start Data extract

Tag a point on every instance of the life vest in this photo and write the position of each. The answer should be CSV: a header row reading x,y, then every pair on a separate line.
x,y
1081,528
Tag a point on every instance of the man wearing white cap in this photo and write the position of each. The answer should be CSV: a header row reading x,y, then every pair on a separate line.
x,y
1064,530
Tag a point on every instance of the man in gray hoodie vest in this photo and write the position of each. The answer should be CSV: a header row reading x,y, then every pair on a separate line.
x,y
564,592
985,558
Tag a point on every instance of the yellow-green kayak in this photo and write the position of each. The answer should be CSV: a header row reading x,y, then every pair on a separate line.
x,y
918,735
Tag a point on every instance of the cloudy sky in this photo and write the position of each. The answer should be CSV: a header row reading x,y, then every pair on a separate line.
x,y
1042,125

end Data extract

* [Goal]: Format the material above as a two-column CSV headed instruction and answer. Give each instruction and its answer one row, with each in a single quoted field and line breaks replaced by spaces.

* [Exercise response]:
instruction,answer
"Tag a point on every instance of the life vest in this photo and write the position of each. The answer should be CSV: a header row reading x,y, then every pair on a separate line.","x,y 1081,528"
"Tag a point on every instance of the man wearing white cap in this photo and write the position of each. The answer should be CSV: a header row reading x,y, then every pair on a separate line.","x,y 1064,530"
"Tag a point on every instance of the man in gray hoodie vest in this photo and write the position of each. The answer should be CSV: a header row reading x,y, then every pair on a separate line.","x,y 564,592 985,558"
"Tag a point on every instance of the yellow-green kayak in this photo and write the position of each. The answer should be CSV: a header row reading x,y, then every pair on a separate line.","x,y 918,735"
"Tag a point on every instance of the cloudy sky in this photo and write the position of each. The answer should be CSV: a header row reading x,y, then every pair on a separate line.","x,y 1042,125"